# [GESTELLTE AUFGABE]
Schreiben Sie aus dem Interview mit Peter Stiegnitz die Passage zwischen „Der Soziologe Peter“ und „multikulturellen Konzeption kritisieren.“ wortgetreu ab, beide Stellen eingeschlossen.

# [DOKUMENTAUSSCHNITT]
↓↓↓
© JUNGE FREIHEIT Verlag GmbH & Co. www.jungefreiheit.de 09/06 24. Februar 2006

"Ende der Fahnenstange erreicht"
Der Soziologe Peter Stiegnitz über das Ende der "Multikultur" und die Wiederentdeckung Europas als Abendland
Moritz Schwarz

Herr Professor Stiegnitz, seit Wochen erschüttert der Konflikt um die Mohammed-Karikaturen das Verhältnis zwischen uns und der moslemischen Welt. Unverdrossen haben dennoch jüngst in einem in der "Zeit" veröffentlichten Aufruf sechzig deutsche Migrationsforscher - darunter der Soziologe Christoph Butterwegge - jene unter ihren Kollegen angegriffen, die mittlerweile die Blauäugikeit der multikulturellen Konzeption kritisieren.

Stiegnitz: Eigentlich hätte schon vor den jüngsten Ereignissen auch der Letzte merken müssen, daß wir in puncto "multikulturelle Gesellschaft" das Ende der Fahnenstange erreicht haben. Um so unverständlicher ist mir dieser Appell. Daß so viele immer noch an diesem Konzept festhalten, ist wohl nur damit zu erklären, daß es sich dabei um eine Art Ideologie handelt - und die ist bekanntlich weitgehend "realitätsresistent".

Sie haben dagegen in einem wenige Tage vor Ausbruch der Karikaturen-Unruhen veröffentlichten Zeitungsaufsatz festgestellt: "Das Konzept der Multikulturalität ist auf allen Ebenen gescheitert."
↑↑↑
# [Annotationsdatensätze zur Objekterkennung]
↓↓↓
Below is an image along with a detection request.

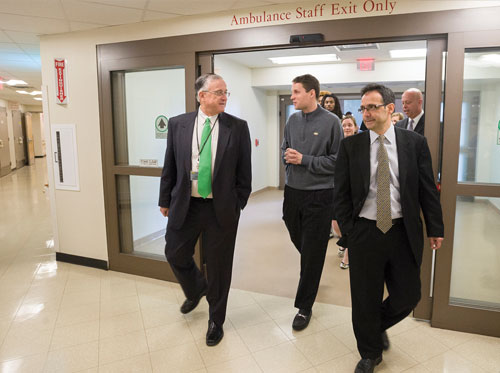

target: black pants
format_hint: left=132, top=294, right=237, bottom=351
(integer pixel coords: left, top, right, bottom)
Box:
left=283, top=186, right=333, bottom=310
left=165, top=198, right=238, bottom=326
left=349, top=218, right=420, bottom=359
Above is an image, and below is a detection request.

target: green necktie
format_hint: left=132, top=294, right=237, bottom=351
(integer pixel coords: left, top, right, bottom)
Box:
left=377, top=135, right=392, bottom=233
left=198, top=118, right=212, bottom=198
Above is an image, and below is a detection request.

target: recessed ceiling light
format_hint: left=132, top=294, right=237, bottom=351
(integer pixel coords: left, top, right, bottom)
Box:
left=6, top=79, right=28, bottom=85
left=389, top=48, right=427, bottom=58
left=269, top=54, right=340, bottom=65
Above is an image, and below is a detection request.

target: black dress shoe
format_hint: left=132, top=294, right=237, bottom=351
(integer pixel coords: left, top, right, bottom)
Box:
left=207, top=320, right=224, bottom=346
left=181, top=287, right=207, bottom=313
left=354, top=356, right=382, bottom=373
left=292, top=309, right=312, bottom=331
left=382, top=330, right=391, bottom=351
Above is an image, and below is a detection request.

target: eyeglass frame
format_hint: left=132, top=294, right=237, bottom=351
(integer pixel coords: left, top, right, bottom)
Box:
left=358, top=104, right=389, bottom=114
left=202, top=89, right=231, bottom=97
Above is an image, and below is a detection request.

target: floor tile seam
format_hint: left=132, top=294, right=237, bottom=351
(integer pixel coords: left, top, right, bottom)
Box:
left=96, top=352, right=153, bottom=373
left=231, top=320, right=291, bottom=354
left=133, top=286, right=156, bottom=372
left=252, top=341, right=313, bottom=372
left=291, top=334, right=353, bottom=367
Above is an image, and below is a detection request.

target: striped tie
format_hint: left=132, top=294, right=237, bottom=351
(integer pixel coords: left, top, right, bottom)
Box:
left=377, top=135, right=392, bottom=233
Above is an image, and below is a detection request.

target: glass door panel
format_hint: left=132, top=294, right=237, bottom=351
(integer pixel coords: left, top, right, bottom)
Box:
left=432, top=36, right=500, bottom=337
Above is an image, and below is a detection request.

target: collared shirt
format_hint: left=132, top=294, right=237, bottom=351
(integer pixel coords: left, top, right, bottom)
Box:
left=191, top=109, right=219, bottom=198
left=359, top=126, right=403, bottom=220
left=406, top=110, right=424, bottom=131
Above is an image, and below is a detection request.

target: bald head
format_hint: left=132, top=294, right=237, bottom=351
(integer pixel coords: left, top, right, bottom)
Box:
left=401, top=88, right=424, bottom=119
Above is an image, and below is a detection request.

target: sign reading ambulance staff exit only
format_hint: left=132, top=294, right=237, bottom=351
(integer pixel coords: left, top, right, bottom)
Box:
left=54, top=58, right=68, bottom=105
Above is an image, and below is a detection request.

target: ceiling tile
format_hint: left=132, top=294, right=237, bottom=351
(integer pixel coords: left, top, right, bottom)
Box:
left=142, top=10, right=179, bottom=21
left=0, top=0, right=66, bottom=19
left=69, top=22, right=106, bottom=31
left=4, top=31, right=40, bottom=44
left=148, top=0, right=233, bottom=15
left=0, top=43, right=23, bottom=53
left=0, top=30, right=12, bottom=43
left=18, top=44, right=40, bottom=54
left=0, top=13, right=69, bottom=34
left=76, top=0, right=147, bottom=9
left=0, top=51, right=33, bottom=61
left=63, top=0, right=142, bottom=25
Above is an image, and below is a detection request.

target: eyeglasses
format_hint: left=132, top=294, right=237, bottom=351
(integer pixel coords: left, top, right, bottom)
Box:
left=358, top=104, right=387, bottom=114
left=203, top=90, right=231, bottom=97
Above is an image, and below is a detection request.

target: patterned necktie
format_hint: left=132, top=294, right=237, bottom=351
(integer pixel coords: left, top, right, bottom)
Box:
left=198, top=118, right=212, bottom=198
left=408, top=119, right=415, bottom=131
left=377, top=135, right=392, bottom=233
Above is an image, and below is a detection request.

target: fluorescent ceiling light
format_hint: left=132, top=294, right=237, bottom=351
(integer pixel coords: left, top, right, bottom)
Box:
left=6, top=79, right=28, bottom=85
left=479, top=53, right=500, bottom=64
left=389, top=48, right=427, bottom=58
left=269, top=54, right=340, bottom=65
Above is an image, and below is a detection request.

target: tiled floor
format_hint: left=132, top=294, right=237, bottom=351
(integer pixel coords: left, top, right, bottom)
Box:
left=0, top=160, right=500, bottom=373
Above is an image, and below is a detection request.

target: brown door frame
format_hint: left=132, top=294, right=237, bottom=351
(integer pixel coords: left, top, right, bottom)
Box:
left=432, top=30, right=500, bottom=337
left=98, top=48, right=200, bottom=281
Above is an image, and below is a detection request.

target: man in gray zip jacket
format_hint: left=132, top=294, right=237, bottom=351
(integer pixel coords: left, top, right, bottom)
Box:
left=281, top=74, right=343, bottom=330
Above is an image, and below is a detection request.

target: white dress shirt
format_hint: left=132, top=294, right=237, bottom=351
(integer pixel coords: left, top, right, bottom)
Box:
↑↑↑
↓↓↓
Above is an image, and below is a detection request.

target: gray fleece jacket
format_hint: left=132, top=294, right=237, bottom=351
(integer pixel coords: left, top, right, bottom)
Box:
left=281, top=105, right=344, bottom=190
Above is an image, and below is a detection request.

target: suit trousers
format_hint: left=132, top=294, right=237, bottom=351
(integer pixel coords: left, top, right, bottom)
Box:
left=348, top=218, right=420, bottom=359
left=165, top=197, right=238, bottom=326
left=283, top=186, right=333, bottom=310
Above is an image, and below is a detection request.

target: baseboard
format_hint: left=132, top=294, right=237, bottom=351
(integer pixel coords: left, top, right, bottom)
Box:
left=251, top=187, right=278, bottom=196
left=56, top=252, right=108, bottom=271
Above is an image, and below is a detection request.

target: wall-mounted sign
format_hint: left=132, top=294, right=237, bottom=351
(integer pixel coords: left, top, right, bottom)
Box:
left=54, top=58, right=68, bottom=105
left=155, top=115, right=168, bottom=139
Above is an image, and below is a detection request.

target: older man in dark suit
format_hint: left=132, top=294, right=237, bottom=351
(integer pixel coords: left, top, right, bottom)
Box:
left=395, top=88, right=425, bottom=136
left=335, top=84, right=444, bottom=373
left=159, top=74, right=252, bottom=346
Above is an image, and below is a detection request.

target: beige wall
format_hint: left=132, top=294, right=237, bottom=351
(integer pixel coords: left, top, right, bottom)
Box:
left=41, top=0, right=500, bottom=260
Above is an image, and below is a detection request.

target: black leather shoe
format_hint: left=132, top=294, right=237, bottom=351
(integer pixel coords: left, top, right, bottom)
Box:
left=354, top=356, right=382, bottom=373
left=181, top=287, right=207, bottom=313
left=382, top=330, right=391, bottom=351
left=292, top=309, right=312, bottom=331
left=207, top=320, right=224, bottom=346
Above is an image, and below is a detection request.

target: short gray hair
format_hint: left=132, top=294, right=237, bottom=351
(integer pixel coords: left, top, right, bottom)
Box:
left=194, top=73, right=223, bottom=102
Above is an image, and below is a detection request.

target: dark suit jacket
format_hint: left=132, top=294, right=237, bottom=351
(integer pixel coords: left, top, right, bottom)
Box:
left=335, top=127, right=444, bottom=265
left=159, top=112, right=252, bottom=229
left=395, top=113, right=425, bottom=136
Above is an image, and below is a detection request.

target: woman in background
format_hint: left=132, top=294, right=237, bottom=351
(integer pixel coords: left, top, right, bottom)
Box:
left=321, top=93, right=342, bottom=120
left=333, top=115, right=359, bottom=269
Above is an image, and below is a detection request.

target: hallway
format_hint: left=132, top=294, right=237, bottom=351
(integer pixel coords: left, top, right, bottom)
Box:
↑↑↑
↓↓↓
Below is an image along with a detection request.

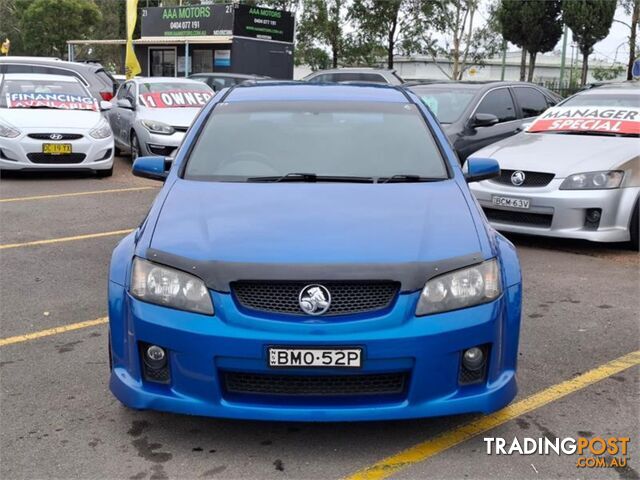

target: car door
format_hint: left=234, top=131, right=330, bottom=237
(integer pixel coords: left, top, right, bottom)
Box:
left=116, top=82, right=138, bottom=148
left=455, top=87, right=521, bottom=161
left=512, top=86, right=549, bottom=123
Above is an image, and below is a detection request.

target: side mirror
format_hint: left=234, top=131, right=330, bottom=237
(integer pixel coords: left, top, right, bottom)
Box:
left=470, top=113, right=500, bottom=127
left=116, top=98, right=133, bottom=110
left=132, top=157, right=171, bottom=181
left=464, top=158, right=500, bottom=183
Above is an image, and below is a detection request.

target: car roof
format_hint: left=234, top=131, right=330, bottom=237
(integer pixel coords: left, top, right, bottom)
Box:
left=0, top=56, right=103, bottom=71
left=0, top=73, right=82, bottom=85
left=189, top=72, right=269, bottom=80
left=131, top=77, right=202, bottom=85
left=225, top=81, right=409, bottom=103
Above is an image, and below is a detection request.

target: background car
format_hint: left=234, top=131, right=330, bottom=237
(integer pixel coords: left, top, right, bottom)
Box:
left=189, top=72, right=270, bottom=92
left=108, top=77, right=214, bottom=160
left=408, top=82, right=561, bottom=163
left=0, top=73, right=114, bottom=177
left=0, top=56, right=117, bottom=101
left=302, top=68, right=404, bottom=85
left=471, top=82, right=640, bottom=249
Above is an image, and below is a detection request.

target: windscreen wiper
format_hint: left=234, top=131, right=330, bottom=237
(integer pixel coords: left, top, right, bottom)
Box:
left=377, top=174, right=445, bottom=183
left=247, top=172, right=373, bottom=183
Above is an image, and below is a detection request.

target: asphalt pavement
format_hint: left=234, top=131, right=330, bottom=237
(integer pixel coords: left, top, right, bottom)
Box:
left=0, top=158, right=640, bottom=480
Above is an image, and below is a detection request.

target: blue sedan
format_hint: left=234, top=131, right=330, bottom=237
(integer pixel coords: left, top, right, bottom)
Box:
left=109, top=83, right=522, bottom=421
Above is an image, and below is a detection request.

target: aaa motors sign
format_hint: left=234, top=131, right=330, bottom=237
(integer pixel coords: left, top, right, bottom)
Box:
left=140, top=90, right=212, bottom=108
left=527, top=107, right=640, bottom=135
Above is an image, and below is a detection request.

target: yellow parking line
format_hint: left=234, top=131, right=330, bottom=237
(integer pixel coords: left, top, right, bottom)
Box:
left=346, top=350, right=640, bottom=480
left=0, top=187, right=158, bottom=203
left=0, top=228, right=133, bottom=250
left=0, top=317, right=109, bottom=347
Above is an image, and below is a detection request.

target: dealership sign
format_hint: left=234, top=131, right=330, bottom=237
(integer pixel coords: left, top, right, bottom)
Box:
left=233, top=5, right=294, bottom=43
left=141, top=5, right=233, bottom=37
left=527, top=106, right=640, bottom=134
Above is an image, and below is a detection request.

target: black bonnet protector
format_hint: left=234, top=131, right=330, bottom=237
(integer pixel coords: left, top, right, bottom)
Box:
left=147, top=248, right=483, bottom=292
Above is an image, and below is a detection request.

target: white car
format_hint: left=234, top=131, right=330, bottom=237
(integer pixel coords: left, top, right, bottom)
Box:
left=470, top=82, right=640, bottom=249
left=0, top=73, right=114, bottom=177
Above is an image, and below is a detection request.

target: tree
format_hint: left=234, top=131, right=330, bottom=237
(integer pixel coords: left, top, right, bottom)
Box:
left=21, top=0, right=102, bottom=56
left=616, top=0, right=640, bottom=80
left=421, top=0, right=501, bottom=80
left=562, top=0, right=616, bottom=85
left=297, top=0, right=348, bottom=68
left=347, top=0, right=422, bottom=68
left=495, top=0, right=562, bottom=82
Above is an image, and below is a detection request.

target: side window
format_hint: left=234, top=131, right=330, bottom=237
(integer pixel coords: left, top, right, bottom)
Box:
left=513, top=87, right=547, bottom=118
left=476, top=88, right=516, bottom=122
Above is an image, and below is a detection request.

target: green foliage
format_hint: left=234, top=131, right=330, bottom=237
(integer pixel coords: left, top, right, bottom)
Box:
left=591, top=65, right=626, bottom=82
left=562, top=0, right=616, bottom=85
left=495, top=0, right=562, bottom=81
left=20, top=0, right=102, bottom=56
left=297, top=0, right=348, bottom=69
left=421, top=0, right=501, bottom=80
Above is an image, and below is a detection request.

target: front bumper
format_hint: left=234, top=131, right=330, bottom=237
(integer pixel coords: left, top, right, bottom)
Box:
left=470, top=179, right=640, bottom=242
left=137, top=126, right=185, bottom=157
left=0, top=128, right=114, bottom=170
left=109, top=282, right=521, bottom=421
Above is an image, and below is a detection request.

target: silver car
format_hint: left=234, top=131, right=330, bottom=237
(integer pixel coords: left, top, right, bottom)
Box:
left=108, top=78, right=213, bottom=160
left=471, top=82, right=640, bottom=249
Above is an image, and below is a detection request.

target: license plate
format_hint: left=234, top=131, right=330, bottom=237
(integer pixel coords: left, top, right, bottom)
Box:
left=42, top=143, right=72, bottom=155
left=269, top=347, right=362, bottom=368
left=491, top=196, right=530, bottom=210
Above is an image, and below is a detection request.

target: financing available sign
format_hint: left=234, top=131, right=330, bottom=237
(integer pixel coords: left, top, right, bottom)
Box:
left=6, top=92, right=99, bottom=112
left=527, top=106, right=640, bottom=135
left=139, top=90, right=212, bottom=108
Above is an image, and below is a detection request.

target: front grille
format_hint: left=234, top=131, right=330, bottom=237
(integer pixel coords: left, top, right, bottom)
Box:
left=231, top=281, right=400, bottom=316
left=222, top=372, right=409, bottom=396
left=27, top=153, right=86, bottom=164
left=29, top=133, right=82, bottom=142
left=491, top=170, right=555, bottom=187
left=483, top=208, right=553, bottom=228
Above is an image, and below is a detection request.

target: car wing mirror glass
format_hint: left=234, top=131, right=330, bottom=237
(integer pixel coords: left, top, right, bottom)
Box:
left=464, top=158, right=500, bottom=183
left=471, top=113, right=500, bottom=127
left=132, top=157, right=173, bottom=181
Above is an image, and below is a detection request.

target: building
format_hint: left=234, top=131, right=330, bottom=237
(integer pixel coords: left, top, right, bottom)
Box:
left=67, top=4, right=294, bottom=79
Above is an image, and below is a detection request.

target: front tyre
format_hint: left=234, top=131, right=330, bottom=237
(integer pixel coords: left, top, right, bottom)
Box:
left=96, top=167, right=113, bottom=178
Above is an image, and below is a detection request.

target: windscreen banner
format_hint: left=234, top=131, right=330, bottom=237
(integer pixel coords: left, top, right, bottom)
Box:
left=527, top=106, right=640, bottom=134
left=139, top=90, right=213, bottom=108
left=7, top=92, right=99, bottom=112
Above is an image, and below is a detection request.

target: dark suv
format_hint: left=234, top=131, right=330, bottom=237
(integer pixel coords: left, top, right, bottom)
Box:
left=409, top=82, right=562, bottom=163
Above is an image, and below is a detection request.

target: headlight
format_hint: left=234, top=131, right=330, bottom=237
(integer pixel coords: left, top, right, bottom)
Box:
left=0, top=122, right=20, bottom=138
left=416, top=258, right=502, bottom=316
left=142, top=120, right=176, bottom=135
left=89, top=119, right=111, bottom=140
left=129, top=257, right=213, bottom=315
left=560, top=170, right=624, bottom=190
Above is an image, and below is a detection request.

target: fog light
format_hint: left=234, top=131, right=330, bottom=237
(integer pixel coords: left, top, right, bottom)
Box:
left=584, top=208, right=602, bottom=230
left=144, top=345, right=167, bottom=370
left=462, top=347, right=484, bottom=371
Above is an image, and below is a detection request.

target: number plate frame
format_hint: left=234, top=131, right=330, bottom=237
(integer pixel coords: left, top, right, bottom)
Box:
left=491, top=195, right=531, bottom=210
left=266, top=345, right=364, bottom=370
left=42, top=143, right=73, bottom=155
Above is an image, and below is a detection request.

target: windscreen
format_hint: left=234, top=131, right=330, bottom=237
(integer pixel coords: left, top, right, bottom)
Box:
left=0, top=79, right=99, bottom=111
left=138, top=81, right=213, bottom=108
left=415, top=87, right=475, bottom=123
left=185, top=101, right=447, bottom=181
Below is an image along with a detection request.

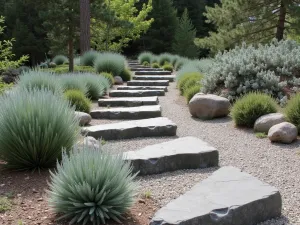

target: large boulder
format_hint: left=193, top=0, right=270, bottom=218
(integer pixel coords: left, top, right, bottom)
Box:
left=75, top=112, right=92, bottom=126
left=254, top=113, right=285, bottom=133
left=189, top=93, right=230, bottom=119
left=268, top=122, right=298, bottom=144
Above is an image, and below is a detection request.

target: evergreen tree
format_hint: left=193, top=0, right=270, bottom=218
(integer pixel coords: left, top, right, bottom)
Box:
↑↑↑
# [LÖSUNG DER AUFGABE]
Der Soziologe Peter Stiegnitz über das Ende der "Multikultur" und die Wiederentdeckung Europas als Abendland
Moritz Schwarz

Herr Professor Stiegnitz, seit Wochen erschüttert der Konflikt um die Mohammed-Karikaturen das Verhältnis zwischen uns und der moslemischen Welt. Unverdrossen haben dennoch jüngst in einem in der "Zeit" veröffentlichten Aufruf sechzig deutsche Migrationsforscher - darunter der Soziologe Christoph Butterwegge - jene unter ihren Kollegen angegriffen, die mittlerweile die Blauäugikeit der multikulturellen Konzeption kritisieren.